_SOURCE_
— Start —
# "In Search Of..."



## Phil Edwards (Jan 22, 2004)

I need some Hygro corymbosa or H. corymbosa "Kompact", Baby's Tears (Micanthemum umbrosium) or Stargrass (Heteranthera zosterfolia), and some C. wendtii (red/brown/bronze) for my tank, does anyone have some? I'm not looking for H. angustifolia; rather, species/cultivar with shorter and thicker leaves for my Dutch style tank.


Cheers,
Phil


----------



## digital_gods (Apr 23, 2010)

Josh has the Stargrass and Jason has Baby Tears.


----------



## Ekrindul (Jul 3, 2010)

digital_gods said:


> Josh has the Stargrass and Jason has Baby Tears.


Nope, Macfan has all my stargrass now.


----------



## MacFan (Jul 30, 2006)

I believe this is what you seek, I have plenty:

__
https://flic.kr/p/5596878935


----------



## Phil Edwards (Jan 22, 2004)

That looks like it. When are you going to do a trim?


----------



## MacFan (Jul 30, 2006)

It could probably use one now... are you going to be in the downtown area this weekend? I have people coming over 4:30-7:30 Saturday, but otherwise am available afternoons this weekend and most of the week. 

Michael


----------



## Phil Edwards (Jan 22, 2004)

I'm most likely heading into town on Sunday evening, will you be available in the early evening? If my friend and I don't get together on Sunday chances are good I'll be around Mon or Tues evening. Are you going to be trimming anything else? I've got some Crypt parva plantelets that need a home if you'd like them. 

Cheers,
Phil


----------



## MacFan (Jul 30, 2006)

I'm sure we can hook you up with most anything you see here. Sunday evening should be fine. My number is 817-915-8185 cell/text


----------



## digital_gods (Apr 23, 2010)

Does anyone in our club have Rotala sp. 'wallichii' in their tanks? I would get some started in my tank.


----------



## fishyjoe24 (May 18, 2010)

me need low light plants.. be quite robert. okay let it out of the bag. picking up a 56 cube this weekend. stand, tank, and light. already got my filter this weekend. 56 30x18x24. just looking for plants for it, and some substrate... will pick up the crypts that tanya got for me at the tca auction.


----------
— End —
_MATERIAL PROVIDED_
— Start —
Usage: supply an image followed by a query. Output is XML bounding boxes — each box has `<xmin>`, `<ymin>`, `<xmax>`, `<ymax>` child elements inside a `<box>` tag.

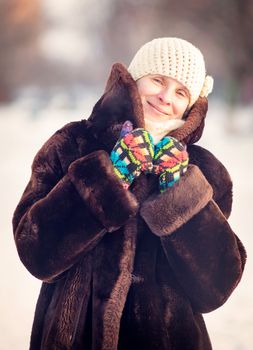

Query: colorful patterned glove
<box><xmin>110</xmin><ymin>126</ymin><xmax>154</xmax><ymax>188</ymax></box>
<box><xmin>153</xmin><ymin>136</ymin><xmax>189</xmax><ymax>192</ymax></box>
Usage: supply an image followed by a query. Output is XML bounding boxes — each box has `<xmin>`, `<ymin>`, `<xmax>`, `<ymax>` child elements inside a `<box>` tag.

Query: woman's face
<box><xmin>136</xmin><ymin>74</ymin><xmax>190</xmax><ymax>122</ymax></box>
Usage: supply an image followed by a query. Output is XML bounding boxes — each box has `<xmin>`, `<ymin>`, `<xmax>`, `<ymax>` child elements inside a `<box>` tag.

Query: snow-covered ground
<box><xmin>0</xmin><ymin>100</ymin><xmax>253</xmax><ymax>350</ymax></box>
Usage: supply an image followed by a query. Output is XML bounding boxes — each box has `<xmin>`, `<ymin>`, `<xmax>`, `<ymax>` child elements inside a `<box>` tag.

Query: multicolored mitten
<box><xmin>153</xmin><ymin>136</ymin><xmax>189</xmax><ymax>192</ymax></box>
<box><xmin>110</xmin><ymin>128</ymin><xmax>154</xmax><ymax>188</ymax></box>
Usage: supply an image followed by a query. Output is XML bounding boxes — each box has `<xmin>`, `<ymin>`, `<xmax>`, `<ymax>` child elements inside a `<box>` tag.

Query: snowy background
<box><xmin>0</xmin><ymin>0</ymin><xmax>253</xmax><ymax>350</ymax></box>
<box><xmin>0</xmin><ymin>95</ymin><xmax>253</xmax><ymax>350</ymax></box>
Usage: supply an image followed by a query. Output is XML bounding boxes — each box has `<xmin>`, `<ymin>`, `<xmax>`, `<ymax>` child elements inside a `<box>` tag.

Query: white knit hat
<box><xmin>128</xmin><ymin>38</ymin><xmax>213</xmax><ymax>107</ymax></box>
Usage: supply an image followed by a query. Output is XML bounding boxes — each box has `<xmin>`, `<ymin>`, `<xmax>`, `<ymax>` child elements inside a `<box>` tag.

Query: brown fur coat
<box><xmin>13</xmin><ymin>64</ymin><xmax>246</xmax><ymax>350</ymax></box>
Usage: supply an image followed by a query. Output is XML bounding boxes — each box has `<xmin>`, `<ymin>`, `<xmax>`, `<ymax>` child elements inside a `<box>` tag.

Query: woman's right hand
<box><xmin>110</xmin><ymin>128</ymin><xmax>154</xmax><ymax>188</ymax></box>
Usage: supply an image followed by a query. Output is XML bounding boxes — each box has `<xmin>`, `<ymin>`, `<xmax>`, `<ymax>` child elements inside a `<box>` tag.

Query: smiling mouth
<box><xmin>147</xmin><ymin>101</ymin><xmax>168</xmax><ymax>115</ymax></box>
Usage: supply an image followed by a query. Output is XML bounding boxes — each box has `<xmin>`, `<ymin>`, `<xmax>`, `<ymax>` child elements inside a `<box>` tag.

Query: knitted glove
<box><xmin>110</xmin><ymin>125</ymin><xmax>154</xmax><ymax>188</ymax></box>
<box><xmin>153</xmin><ymin>136</ymin><xmax>189</xmax><ymax>192</ymax></box>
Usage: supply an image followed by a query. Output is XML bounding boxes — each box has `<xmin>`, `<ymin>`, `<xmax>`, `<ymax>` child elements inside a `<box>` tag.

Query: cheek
<box><xmin>175</xmin><ymin>100</ymin><xmax>189</xmax><ymax>118</ymax></box>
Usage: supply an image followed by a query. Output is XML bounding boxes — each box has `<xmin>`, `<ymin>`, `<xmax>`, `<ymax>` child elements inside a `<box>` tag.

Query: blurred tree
<box><xmin>101</xmin><ymin>0</ymin><xmax>253</xmax><ymax>104</ymax></box>
<box><xmin>0</xmin><ymin>0</ymin><xmax>40</xmax><ymax>101</ymax></box>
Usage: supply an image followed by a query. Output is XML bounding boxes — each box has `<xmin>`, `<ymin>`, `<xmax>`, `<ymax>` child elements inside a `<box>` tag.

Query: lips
<box><xmin>147</xmin><ymin>101</ymin><xmax>168</xmax><ymax>115</ymax></box>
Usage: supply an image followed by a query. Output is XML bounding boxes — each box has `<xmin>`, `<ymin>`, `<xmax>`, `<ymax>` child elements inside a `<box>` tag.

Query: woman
<box><xmin>13</xmin><ymin>38</ymin><xmax>246</xmax><ymax>350</ymax></box>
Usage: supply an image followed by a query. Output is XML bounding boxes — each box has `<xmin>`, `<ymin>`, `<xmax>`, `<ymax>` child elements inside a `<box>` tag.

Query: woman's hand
<box><xmin>110</xmin><ymin>124</ymin><xmax>154</xmax><ymax>188</ymax></box>
<box><xmin>153</xmin><ymin>136</ymin><xmax>189</xmax><ymax>192</ymax></box>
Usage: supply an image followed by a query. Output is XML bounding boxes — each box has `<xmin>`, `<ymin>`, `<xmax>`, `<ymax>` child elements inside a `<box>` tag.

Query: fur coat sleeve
<box><xmin>141</xmin><ymin>146</ymin><xmax>246</xmax><ymax>313</ymax></box>
<box><xmin>13</xmin><ymin>126</ymin><xmax>138</xmax><ymax>281</ymax></box>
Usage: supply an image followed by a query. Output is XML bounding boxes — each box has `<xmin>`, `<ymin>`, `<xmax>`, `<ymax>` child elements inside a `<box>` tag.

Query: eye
<box><xmin>177</xmin><ymin>89</ymin><xmax>187</xmax><ymax>97</ymax></box>
<box><xmin>152</xmin><ymin>77</ymin><xmax>163</xmax><ymax>85</ymax></box>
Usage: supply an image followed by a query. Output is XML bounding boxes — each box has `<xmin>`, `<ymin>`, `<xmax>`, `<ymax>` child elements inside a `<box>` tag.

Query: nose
<box><xmin>158</xmin><ymin>88</ymin><xmax>172</xmax><ymax>105</ymax></box>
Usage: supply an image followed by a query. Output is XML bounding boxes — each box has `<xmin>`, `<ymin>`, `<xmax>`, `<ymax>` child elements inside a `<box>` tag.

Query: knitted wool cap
<box><xmin>128</xmin><ymin>38</ymin><xmax>213</xmax><ymax>107</ymax></box>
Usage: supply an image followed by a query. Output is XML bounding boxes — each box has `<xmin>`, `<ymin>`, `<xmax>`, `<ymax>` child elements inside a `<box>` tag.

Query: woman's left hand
<box><xmin>153</xmin><ymin>136</ymin><xmax>189</xmax><ymax>192</ymax></box>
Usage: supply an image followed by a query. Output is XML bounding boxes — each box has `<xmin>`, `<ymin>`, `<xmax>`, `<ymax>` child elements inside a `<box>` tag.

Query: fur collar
<box><xmin>89</xmin><ymin>63</ymin><xmax>208</xmax><ymax>149</ymax></box>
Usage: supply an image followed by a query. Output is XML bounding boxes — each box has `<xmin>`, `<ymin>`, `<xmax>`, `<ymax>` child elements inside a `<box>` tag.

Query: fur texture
<box><xmin>13</xmin><ymin>64</ymin><xmax>246</xmax><ymax>350</ymax></box>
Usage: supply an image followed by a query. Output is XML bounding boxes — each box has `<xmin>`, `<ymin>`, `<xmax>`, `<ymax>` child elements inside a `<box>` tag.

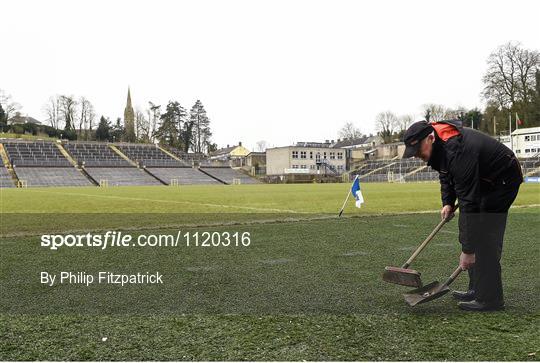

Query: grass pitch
<box><xmin>0</xmin><ymin>183</ymin><xmax>540</xmax><ymax>360</ymax></box>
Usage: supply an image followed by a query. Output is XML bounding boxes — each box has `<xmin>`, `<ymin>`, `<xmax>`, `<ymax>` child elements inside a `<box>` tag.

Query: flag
<box><xmin>516</xmin><ymin>112</ymin><xmax>523</xmax><ymax>129</ymax></box>
<box><xmin>351</xmin><ymin>178</ymin><xmax>364</xmax><ymax>208</ymax></box>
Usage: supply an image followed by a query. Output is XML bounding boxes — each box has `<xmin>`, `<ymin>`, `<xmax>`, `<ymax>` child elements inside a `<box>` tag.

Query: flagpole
<box><xmin>508</xmin><ymin>111</ymin><xmax>514</xmax><ymax>152</ymax></box>
<box><xmin>338</xmin><ymin>174</ymin><xmax>358</xmax><ymax>217</ymax></box>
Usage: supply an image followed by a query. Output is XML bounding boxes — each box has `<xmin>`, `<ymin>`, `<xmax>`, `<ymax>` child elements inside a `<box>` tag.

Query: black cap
<box><xmin>403</xmin><ymin>121</ymin><xmax>434</xmax><ymax>159</ymax></box>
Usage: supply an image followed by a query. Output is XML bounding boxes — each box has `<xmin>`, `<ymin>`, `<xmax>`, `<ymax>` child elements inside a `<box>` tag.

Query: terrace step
<box><xmin>0</xmin><ymin>144</ymin><xmax>19</xmax><ymax>185</ymax></box>
<box><xmin>109</xmin><ymin>144</ymin><xmax>138</xmax><ymax>167</ymax></box>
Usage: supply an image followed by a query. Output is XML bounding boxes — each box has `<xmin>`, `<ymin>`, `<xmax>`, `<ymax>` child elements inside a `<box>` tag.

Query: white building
<box><xmin>499</xmin><ymin>127</ymin><xmax>540</xmax><ymax>158</ymax></box>
<box><xmin>266</xmin><ymin>142</ymin><xmax>346</xmax><ymax>175</ymax></box>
— End —
_TASK_
Can you reproduce everything in the aquarium plant thread above, from "## fishyjoe24 (May" down to "the tca auction."?

_CORRECT RESPONSE_
## fishyjoe24 (May 18, 2010)

me need low light plants.. be quite robert. okay let it out of the bag. picking up a 56 cube this weekend. stand, tank, and light. already got my filter this weekend. 56 30x18x24. just looking for plants for it, and some substrate... will pick up the crypts that tanya got for me at the tca auction.